Records for the task -
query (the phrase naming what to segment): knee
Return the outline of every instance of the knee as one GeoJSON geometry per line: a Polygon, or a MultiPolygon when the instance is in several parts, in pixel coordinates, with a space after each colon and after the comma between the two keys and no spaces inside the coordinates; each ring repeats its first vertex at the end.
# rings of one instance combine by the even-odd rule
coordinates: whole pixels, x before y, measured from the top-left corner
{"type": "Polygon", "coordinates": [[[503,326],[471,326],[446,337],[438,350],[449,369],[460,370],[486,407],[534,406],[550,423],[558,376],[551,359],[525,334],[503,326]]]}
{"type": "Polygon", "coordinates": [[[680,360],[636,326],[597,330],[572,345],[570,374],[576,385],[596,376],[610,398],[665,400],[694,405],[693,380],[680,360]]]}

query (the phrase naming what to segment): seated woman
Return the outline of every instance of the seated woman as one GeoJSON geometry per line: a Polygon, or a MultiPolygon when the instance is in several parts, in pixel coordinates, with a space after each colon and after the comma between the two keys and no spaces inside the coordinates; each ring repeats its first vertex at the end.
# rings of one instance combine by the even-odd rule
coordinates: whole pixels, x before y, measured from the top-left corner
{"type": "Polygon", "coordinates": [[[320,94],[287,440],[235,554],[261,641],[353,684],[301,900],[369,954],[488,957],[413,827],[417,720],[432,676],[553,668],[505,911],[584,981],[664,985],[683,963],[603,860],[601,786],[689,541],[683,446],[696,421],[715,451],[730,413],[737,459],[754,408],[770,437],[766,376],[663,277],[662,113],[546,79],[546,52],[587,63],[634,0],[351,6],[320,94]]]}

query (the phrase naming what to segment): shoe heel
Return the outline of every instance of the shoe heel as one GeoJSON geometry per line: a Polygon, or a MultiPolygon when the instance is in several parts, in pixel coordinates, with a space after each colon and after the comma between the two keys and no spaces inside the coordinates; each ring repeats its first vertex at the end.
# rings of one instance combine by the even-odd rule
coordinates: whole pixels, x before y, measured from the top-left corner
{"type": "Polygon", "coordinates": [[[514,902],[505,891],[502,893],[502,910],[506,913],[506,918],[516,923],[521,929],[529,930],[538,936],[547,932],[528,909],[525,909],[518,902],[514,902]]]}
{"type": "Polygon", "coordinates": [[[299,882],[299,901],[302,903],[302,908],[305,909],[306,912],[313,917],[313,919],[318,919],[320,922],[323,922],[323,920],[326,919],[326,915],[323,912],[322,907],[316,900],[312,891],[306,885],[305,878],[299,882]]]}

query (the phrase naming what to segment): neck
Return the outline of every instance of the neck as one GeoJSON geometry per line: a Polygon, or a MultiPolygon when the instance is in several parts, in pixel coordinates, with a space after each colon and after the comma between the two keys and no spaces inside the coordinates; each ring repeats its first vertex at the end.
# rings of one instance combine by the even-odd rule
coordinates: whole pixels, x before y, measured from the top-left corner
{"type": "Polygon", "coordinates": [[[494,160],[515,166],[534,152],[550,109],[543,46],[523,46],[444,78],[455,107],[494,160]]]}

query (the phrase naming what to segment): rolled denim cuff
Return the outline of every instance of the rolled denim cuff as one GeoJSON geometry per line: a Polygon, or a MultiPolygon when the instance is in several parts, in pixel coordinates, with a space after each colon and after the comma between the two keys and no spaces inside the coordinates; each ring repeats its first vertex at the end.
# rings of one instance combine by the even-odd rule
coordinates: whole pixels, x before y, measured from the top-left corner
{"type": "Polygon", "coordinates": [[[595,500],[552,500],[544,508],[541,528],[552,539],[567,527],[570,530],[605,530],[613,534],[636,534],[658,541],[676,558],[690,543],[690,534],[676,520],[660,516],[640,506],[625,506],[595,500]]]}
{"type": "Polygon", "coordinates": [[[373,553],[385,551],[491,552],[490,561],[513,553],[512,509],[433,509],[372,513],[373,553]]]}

The request - Format every line of the rows above as a JSON array of strings, with one string per line and blank lines left out.

Result -
[
  "query (the phrase naming what to segment): knee",
  "Return the outline of every instance of the knee as one GeoJSON geometry per line: a Polygon, or a MultiPolygon when the instance is in several parts, in pixel coordinates, with a space after each colon and after the comma between the two keys and no spaces inside the coordinates; each ring repeats its first vertex at the end.",
  "# rings of one instance combine by the even-odd rule",
  "coordinates: whole pixels, x before y, measured from the top-left corner",
  "{\"type\": \"Polygon\", \"coordinates\": [[[503,326],[471,326],[446,337],[438,350],[449,369],[460,370],[486,407],[534,406],[550,423],[558,376],[551,359],[525,334],[503,326]]]}",
  "{\"type\": \"Polygon\", \"coordinates\": [[[680,360],[636,326],[597,330],[572,345],[570,374],[576,385],[596,376],[610,398],[665,400],[694,405],[693,380],[680,360]]]}",
  "query (the phrase naming what to segment): seated woman",
  "Return the outline of every instance of the seated woman as one GeoJSON geometry per line: a Polygon, or a MultiPolygon when the instance is in several parts, in pixel coordinates, with a space after each colon and after the comma between the two keys and no spaces inside the coordinates; each ring repeats its first vertex at the end.",
  "# rings of one instance combine by the even-odd rule",
  "coordinates: whole pixels, x before y, measured from the top-left corner",
  "{\"type\": \"Polygon\", \"coordinates\": [[[320,94],[287,440],[235,554],[261,641],[353,684],[301,900],[369,954],[488,957],[413,827],[417,720],[432,676],[553,668],[505,911],[584,981],[664,985],[683,963],[603,860],[601,786],[689,541],[683,446],[696,421],[715,451],[730,413],[737,459],[754,408],[770,437],[766,376],[663,277],[662,113],[546,79],[546,52],[587,63],[634,0],[351,6],[320,94]]]}",
  "query (the phrase naming what to segment): shoe heel",
  "Return the outline of every instance of the shoe heel as one GeoJSON geometry per line: a Polygon, or a MultiPolygon when the instance is in several parts, in pixel coordinates, with a space after each colon and after the comma between the two keys and no spaces inside the coordinates; each ring repeats its first vertex at the end.",
  "# rings of one instance combine by the even-odd rule",
  "coordinates: whole pixels, x before y, measured from the top-left corner",
  "{\"type\": \"Polygon\", \"coordinates\": [[[514,902],[505,891],[502,893],[502,910],[506,913],[506,918],[516,923],[521,929],[529,930],[538,936],[547,932],[528,909],[525,909],[518,902],[514,902]]]}",
  "{\"type\": \"Polygon\", \"coordinates\": [[[299,882],[299,901],[302,903],[302,908],[305,909],[306,912],[313,917],[313,919],[318,919],[320,922],[323,922],[323,920],[326,919],[326,915],[323,912],[322,907],[316,900],[312,891],[306,885],[305,878],[299,882]]]}",
  "query (the phrase naming what to segment): neck",
  "Return the outline of every instance of the neck as one GeoJSON geometry per line: a Polygon, or a MultiPolygon when the instance is in several parts, in pixel coordinates, with a space after each colon and after the comma between the two keys and no spaces inside the coordinates; each ring repeats its first vertex at the end.",
  "# rings of one instance combine by the even-odd rule",
  "coordinates: whole pixels, x before y, measured from the top-left corner",
  "{\"type\": \"Polygon\", \"coordinates\": [[[494,160],[515,166],[534,152],[550,109],[543,46],[523,46],[444,78],[455,107],[494,160]]]}",
  "query (the phrase naming what to segment): rolled denim cuff",
  "Return the outline of every instance of the rolled denim cuff as one GeoJSON geometry per line: a Polygon, or a MultiPolygon when the instance is in several parts, in pixel coordinates, with a space after each colon and after the comma between the two keys and no spaces inside the coordinates; each ring repeats its first vertex at the end.",
  "# rings of one instance combine by the even-odd rule",
  "coordinates: whole pixels, x before y, measured from the top-left corner",
  "{\"type\": \"Polygon\", \"coordinates\": [[[595,500],[552,500],[544,508],[541,528],[552,539],[567,527],[570,530],[605,530],[613,534],[636,534],[658,541],[676,558],[690,543],[690,534],[676,520],[660,516],[640,506],[625,506],[595,500]]]}",
  "{\"type\": \"Polygon\", \"coordinates\": [[[373,553],[385,551],[491,552],[490,561],[513,553],[512,509],[433,509],[372,513],[373,553]]]}"
]